▶ _Textauszug_:
--------------------

Leben mit Hartz-IV: Letzter Halt Parkplatz

Ein Mann lebt seit zwei Jahren im Wohnmobil. Eine feste Bleibe hätte er gern. Doch da gibt es Probleme.

Es könnten Camper sein. Auf der Durchreise haben sie ihr Wohnmobil auf dem kleinen Parkplatz an der Kirschallee abgestellt und sind mal eben rübergeschlendert zum Krongut. Aber es ist nicht so, wie es scheint. Es sind keine Urlauber, die den alten Fiat Liberty am äußersten Platzrand geparkt haben, hinten, an einer Bretterwand, unter einem Baum.

--------------------

▶ _Datenauszug_:

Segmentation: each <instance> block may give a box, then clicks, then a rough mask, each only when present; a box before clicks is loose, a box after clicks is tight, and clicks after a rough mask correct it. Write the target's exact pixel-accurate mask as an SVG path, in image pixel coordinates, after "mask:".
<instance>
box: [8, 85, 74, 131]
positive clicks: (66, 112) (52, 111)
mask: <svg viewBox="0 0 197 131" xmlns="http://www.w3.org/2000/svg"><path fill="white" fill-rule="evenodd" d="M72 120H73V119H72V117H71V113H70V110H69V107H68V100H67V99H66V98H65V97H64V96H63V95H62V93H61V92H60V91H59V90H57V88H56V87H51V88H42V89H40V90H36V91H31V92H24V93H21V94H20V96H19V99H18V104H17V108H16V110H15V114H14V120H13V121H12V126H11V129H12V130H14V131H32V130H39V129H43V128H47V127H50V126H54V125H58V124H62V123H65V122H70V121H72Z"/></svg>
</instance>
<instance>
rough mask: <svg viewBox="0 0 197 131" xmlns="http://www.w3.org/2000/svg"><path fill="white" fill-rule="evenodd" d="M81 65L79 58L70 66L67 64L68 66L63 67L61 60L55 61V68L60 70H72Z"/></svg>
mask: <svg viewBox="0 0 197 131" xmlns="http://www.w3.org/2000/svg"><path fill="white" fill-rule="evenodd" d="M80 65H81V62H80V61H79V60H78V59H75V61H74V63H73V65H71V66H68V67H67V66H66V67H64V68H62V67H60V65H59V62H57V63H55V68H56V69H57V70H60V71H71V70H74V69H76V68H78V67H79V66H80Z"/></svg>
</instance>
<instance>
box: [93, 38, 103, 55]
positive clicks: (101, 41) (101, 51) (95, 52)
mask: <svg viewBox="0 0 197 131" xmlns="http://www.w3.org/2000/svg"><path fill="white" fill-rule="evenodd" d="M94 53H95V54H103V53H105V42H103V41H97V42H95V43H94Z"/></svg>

--------------------

▶ _Arbeitsauftrag A_: Fasse den Textauszug über das Leben mit Hartz IV in zwei Sätzen zusammen.
▶ _Arbeitsauftrag B_: Gib aus dem Textauszug die Passage von „Es könnten Camper“ bis „unter einem Baum.“ wortgetreu wieder.
Stütze dich ausschließlich auf den Textauszug.

▶ _Deine Lösung A_: Ein Mann lebt seit zwei Jahren in einem Wohnmobil und hätte gern eine feste Bleibe, doch dabei gibt es Probleme. Sein alter Fiat Liberty steht am äußersten Rand eines kleinen Parkplatzes an der Kirschallee und sieht nach Campern auf der Durchreise aus, doch es sind keine Urlauber.

▶ _Deine Lösung B_:
Es könnten Camper sein. Auf der Durchreise haben sie ihr Wohnmobil auf dem kleinen Parkplatz an der Kirschallee abgestellt und sind mal eben rübergeschlendert zum Krongut. Aber es ist nicht so, wie es scheint. Es sind keine Urlauber, die den alten Fiat Liberty am äußersten Platzrand geparkt haben, hinten, an einer Bretterwand, unter einem Baum.